In the entries below, find the line containing "pixel 526 199" and the line containing "pixel 231 260". Copy those two lines and everything between them exactly, and only that.

***** Data provided *****

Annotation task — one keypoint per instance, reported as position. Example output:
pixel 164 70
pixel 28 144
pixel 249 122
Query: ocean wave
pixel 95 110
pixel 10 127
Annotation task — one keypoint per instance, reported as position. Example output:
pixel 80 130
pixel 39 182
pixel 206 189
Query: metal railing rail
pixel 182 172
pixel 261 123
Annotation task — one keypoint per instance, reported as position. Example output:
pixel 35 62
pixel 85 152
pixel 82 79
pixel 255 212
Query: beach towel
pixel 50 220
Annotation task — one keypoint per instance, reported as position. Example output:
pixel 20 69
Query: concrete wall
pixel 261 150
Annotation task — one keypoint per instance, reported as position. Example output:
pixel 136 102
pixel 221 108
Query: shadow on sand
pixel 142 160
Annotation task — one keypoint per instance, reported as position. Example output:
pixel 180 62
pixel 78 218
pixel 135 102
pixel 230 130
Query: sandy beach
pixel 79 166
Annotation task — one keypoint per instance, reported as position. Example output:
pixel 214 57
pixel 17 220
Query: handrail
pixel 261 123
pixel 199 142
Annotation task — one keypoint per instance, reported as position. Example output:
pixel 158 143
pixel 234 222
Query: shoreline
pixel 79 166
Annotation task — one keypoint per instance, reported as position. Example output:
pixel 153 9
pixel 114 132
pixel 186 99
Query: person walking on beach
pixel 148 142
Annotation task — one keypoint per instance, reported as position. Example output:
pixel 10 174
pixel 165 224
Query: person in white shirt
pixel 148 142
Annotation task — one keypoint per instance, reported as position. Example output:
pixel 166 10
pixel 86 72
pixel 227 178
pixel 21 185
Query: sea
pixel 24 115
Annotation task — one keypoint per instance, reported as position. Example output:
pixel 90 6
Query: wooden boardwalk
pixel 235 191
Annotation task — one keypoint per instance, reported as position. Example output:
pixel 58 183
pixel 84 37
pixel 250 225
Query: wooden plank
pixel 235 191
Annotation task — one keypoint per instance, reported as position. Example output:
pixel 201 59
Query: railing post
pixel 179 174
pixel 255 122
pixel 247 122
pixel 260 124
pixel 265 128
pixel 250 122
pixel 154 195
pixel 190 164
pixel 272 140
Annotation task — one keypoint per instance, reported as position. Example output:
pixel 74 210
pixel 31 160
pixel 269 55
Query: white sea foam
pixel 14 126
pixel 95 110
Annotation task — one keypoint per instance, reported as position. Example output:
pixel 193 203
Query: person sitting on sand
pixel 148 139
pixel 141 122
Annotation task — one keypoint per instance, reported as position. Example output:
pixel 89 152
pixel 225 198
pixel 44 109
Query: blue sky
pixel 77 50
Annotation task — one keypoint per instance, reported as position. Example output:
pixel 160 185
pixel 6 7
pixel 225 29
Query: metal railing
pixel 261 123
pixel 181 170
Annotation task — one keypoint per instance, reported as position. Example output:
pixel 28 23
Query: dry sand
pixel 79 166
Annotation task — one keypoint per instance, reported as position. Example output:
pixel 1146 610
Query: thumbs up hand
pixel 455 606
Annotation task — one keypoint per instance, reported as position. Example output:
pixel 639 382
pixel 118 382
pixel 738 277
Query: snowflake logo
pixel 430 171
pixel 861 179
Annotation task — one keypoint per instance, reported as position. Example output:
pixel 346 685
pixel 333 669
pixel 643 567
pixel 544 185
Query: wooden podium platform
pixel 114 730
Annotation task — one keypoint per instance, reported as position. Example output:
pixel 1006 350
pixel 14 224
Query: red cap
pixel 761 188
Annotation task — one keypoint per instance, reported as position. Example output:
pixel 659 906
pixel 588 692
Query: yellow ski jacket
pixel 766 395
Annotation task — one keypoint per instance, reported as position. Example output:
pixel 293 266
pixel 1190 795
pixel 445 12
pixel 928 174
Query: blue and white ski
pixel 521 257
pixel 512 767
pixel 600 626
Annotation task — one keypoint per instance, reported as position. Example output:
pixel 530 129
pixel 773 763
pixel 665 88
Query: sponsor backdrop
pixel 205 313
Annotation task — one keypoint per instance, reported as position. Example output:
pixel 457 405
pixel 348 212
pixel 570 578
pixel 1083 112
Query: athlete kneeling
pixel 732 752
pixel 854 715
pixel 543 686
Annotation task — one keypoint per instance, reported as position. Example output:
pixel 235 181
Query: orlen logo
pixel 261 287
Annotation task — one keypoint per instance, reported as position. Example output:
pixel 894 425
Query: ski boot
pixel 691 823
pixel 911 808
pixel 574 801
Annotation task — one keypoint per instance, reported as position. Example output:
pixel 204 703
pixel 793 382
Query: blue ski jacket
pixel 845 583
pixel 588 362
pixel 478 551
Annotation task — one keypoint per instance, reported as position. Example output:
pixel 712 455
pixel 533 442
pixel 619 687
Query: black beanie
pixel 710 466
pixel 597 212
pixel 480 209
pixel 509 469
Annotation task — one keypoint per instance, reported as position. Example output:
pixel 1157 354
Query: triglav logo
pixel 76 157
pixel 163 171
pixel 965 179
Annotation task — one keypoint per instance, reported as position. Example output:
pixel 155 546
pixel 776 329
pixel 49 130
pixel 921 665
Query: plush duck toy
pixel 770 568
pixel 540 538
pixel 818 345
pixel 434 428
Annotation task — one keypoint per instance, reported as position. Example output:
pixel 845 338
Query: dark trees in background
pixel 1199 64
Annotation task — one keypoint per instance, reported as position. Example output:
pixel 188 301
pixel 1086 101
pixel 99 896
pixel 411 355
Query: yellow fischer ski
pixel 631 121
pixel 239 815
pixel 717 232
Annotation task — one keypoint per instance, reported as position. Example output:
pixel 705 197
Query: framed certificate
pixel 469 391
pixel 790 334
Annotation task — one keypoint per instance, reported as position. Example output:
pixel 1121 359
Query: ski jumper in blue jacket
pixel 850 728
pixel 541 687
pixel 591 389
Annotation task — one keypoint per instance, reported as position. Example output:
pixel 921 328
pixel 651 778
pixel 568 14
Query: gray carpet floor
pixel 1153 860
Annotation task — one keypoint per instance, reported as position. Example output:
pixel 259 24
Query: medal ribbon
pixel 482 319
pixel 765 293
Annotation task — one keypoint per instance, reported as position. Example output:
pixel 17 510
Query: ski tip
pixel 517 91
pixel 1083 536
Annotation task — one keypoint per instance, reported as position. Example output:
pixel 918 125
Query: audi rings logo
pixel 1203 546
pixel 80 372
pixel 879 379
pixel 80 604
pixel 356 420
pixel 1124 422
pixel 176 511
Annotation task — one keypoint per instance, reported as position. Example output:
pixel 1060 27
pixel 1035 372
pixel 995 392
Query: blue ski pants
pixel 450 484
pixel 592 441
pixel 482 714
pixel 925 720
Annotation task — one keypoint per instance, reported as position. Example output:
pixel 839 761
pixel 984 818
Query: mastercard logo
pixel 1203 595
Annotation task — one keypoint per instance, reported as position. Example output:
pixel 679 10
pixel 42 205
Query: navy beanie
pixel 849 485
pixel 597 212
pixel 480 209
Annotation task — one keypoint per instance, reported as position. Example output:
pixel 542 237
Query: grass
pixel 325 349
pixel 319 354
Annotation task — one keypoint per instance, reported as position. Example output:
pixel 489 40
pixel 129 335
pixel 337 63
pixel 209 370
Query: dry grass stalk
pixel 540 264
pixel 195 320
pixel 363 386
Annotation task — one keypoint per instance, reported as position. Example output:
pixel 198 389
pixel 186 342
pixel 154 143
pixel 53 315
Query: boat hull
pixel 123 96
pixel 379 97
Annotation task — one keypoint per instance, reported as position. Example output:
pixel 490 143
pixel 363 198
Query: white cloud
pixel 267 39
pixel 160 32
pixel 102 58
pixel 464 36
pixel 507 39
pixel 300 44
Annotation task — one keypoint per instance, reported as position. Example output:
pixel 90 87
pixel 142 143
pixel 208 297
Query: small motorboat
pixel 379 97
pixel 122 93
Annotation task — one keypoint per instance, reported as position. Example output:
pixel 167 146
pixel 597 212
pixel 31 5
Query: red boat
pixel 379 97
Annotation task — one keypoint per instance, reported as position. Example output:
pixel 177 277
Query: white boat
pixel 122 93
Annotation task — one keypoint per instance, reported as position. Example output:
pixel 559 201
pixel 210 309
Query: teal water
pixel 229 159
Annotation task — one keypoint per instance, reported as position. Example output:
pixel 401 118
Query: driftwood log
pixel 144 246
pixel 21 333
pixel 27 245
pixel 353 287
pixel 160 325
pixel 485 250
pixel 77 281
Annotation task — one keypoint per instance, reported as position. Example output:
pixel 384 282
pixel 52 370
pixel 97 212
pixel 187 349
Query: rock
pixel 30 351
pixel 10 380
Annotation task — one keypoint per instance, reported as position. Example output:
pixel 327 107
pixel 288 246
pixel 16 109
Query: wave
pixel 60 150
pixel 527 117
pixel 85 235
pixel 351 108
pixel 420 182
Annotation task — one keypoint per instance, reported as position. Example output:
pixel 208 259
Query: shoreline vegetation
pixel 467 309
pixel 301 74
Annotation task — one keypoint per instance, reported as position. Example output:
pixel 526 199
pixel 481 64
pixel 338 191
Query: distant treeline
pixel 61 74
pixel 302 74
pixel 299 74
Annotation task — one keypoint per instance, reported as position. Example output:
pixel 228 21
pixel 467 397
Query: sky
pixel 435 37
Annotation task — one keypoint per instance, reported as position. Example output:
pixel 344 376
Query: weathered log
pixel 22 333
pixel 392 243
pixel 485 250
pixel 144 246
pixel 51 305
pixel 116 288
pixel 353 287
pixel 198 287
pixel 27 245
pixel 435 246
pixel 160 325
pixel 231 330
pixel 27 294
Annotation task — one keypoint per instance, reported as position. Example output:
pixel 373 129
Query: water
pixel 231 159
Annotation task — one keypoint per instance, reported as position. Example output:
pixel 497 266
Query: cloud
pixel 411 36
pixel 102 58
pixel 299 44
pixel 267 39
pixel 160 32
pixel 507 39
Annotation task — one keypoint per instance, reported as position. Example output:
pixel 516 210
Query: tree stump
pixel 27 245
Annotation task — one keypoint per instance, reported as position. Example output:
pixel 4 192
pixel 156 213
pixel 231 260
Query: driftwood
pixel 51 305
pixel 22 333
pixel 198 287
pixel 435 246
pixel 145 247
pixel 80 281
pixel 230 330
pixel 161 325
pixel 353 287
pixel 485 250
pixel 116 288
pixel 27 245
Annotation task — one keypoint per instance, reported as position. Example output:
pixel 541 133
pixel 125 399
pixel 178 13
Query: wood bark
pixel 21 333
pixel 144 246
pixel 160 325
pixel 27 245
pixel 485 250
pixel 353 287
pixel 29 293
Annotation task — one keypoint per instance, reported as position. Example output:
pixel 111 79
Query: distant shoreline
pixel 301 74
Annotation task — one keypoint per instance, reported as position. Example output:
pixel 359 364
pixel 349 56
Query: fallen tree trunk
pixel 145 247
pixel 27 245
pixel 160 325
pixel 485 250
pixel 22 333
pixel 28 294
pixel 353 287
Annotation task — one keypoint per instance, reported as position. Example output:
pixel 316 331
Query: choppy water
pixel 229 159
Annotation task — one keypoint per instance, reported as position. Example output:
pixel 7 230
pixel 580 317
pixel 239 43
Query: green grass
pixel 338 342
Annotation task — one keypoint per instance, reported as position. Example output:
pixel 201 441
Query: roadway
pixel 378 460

*****

Exercise result:
pixel 526 199
pixel 481 64
pixel 338 191
Query: distant treeline
pixel 61 74
pixel 302 74
pixel 299 74
Annotation task — one keypoint per instance, reported as position. Example output:
pixel 228 21
pixel 467 397
Query: sky
pixel 435 37
Annotation task — one keypoint per instance, reported as position. Example output:
pixel 344 376
Query: weathered log
pixel 22 333
pixel 392 243
pixel 485 250
pixel 144 246
pixel 51 305
pixel 116 288
pixel 353 287
pixel 198 287
pixel 27 245
pixel 435 246
pixel 160 325
pixel 231 330
pixel 27 294
Annotation task — one keypoint per instance, reported as position. Example output:
pixel 373 129
Query: water
pixel 231 159
Annotation task — one keypoint per instance, reported as position. Example output:
pixel 497 266
Query: cloud
pixel 411 36
pixel 102 58
pixel 299 44
pixel 267 39
pixel 160 32
pixel 507 39
Annotation task — one keypoint per instance, reported as position. Example output:
pixel 516 210
Query: tree stump
pixel 27 245
Annotation task — one keypoint per instance, reported as position. Example output:
pixel 4 192
pixel 156 213
pixel 231 260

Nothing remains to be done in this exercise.